(WORK TO COMPLETE)
Starting at the line that contains "target: car hood" and stopping after the line that contains "86 93 L 122", change "car hood" to "engine hood". Give back only those lines, with everything else left the same.
-------- TASK INPUTS --------
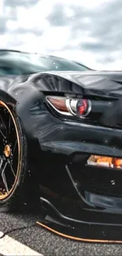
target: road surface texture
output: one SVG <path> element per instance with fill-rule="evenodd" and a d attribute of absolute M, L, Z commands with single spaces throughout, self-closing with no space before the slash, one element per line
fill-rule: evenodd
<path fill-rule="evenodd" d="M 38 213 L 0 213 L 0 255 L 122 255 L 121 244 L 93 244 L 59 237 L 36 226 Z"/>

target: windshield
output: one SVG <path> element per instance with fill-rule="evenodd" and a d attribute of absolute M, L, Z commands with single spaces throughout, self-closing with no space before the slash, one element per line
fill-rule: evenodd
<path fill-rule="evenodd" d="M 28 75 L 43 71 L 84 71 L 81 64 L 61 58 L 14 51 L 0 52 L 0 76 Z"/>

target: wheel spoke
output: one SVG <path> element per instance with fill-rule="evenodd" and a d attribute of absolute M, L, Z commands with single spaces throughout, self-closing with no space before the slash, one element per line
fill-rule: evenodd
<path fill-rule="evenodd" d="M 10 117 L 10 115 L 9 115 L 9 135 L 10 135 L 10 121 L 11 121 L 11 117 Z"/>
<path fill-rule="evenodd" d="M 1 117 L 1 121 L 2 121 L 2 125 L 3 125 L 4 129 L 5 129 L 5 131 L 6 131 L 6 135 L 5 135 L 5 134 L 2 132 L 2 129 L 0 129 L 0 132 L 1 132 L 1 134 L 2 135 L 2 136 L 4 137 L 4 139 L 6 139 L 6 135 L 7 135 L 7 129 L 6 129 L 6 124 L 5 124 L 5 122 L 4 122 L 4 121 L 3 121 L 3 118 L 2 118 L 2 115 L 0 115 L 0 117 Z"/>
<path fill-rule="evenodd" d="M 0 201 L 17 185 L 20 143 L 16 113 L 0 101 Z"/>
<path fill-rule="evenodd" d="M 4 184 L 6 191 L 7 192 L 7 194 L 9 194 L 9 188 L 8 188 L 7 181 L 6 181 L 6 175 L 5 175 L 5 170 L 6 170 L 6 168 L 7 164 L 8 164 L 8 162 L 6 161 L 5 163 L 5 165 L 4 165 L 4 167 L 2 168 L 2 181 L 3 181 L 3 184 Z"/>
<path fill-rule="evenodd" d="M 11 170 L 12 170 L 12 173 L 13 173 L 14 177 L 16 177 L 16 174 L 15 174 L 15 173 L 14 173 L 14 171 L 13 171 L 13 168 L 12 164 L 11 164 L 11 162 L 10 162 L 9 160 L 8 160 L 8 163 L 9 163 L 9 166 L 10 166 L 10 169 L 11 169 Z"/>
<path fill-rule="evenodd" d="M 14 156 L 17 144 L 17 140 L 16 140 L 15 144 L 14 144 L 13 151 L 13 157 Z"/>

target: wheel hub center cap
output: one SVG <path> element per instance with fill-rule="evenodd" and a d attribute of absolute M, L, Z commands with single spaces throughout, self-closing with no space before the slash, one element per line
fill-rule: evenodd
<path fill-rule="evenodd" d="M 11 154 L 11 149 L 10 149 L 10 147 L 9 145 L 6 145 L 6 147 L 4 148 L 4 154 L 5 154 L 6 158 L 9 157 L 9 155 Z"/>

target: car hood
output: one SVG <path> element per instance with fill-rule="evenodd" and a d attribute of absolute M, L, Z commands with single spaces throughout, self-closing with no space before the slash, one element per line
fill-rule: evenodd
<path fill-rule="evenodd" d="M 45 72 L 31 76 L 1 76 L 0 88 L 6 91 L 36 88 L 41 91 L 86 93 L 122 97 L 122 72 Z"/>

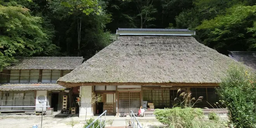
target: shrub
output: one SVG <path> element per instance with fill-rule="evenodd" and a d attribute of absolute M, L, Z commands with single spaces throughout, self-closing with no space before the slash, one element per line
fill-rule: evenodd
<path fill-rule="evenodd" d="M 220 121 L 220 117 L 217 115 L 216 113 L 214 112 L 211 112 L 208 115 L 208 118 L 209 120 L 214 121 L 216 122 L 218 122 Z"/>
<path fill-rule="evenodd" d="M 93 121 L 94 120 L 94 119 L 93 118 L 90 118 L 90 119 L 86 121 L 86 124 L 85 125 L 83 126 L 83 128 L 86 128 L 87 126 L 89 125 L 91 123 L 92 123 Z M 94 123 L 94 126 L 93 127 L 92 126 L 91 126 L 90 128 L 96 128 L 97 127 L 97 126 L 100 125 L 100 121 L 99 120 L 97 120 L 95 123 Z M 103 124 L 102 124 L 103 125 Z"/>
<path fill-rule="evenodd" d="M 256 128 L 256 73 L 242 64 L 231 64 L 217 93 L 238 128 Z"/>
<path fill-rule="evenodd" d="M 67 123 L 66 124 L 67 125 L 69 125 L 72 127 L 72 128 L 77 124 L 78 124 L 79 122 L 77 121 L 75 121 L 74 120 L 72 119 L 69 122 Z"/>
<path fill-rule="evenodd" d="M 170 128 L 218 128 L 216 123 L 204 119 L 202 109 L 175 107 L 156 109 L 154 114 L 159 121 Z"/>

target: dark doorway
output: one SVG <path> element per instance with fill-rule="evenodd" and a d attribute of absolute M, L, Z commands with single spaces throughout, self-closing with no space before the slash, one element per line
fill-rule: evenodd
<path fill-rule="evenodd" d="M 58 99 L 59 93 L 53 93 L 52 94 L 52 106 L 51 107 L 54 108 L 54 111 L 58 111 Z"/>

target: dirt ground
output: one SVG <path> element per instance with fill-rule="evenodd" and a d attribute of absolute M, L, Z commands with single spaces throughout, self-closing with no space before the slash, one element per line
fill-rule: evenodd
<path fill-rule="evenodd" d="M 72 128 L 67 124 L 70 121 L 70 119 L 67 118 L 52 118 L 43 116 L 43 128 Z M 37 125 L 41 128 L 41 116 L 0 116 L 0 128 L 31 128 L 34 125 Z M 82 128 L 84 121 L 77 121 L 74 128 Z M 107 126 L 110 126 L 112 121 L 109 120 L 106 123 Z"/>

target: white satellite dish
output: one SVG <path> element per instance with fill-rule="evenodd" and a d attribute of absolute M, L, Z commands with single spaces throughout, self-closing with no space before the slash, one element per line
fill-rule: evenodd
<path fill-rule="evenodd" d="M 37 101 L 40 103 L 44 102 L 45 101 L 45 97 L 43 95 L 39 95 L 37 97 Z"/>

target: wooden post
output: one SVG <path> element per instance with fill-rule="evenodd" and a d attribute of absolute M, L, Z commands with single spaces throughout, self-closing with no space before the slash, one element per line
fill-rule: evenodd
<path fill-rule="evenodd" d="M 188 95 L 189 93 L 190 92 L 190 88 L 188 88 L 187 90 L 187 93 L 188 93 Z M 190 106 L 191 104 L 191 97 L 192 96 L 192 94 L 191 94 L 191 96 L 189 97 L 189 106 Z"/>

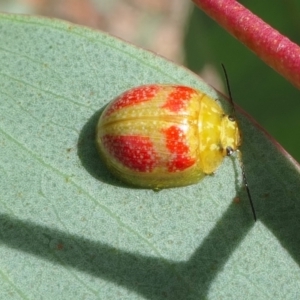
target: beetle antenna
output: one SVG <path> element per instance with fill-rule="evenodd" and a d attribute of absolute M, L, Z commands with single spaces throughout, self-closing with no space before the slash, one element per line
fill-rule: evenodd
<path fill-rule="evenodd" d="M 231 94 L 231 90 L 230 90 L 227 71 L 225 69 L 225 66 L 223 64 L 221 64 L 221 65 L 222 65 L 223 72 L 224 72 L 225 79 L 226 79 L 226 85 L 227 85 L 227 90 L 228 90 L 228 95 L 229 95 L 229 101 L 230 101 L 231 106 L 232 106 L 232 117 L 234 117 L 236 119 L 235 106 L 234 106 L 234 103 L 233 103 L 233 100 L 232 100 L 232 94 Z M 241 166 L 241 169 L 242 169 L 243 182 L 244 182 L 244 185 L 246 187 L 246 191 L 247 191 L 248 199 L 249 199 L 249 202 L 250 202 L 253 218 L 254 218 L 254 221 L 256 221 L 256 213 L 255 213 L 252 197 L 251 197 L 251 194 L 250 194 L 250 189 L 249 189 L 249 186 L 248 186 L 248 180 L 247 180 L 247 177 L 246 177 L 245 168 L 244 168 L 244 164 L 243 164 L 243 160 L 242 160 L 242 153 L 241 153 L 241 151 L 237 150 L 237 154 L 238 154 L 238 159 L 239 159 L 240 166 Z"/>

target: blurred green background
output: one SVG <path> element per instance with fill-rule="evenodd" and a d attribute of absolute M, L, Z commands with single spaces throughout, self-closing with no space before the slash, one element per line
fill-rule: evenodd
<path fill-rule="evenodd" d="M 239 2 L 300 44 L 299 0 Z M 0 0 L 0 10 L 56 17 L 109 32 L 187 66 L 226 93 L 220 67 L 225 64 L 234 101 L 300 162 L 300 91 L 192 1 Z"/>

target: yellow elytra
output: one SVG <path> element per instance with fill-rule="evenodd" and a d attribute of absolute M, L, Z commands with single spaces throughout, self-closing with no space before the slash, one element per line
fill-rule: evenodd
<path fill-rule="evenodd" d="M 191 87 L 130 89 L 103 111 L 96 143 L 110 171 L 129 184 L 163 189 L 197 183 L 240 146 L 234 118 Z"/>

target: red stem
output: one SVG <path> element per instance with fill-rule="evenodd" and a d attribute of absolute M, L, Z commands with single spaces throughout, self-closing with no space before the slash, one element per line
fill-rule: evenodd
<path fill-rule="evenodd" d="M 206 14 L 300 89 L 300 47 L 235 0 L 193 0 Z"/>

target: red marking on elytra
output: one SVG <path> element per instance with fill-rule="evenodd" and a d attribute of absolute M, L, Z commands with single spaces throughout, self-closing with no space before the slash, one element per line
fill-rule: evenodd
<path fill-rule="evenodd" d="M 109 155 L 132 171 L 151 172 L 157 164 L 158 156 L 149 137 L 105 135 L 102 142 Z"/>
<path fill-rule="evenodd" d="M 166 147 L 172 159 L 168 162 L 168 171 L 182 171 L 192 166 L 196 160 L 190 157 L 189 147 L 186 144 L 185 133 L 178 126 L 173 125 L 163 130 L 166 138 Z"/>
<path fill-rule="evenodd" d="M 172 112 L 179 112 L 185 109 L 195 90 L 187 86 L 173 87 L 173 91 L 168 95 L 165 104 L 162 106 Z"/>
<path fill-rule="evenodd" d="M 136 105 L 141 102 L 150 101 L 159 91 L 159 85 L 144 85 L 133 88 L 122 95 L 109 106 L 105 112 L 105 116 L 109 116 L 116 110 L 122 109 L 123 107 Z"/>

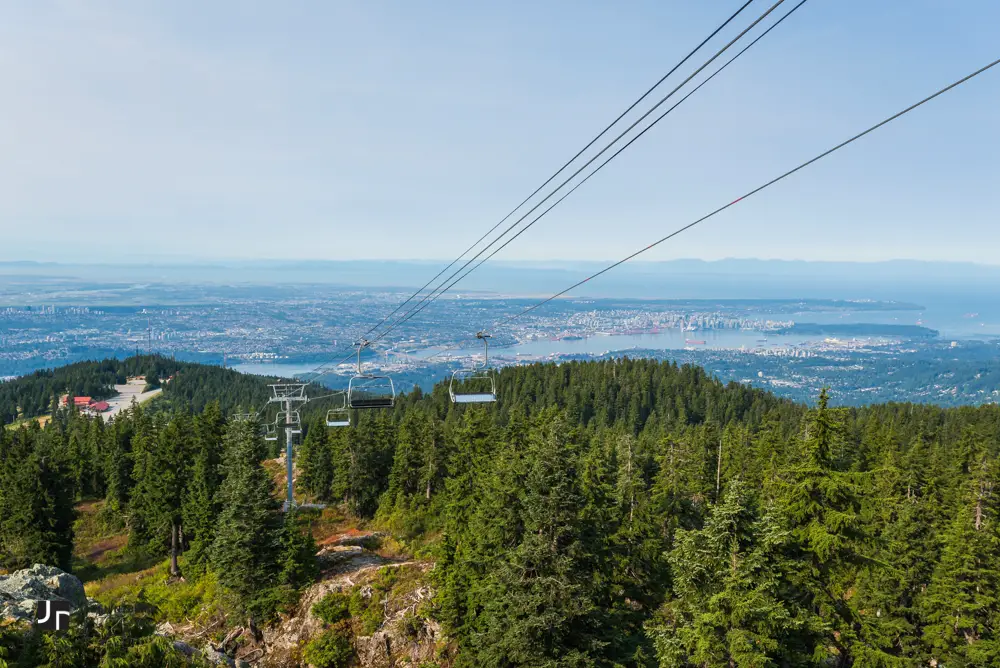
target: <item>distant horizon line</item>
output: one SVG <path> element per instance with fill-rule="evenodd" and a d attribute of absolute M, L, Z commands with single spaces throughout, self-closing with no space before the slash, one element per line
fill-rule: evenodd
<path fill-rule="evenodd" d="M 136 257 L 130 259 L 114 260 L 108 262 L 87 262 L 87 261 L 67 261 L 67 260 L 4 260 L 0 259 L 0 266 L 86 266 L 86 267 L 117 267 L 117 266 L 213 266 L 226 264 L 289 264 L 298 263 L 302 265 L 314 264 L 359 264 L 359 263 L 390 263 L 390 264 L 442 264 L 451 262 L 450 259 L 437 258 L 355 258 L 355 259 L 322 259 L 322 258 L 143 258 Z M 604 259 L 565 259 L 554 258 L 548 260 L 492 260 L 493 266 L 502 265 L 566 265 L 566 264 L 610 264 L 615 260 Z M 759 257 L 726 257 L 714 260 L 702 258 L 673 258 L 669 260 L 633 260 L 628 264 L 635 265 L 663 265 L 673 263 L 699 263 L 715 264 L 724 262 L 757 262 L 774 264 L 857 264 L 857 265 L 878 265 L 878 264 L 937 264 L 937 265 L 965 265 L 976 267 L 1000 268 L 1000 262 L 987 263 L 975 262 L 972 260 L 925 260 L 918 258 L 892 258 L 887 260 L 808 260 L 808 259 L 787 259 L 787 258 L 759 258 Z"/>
--------
(ANSWER IN FULL)
target: engine hood
output: one SVG <path> element per instance with fill-rule="evenodd" and a d attribute of absolute M, L, Z commands with single spaces throughout, self-closing with no space before the slash, one element per line
fill-rule: evenodd
<path fill-rule="evenodd" d="M 45 72 L 31 76 L 1 76 L 0 88 L 6 91 L 36 88 L 41 91 L 86 93 L 122 97 L 122 72 Z"/>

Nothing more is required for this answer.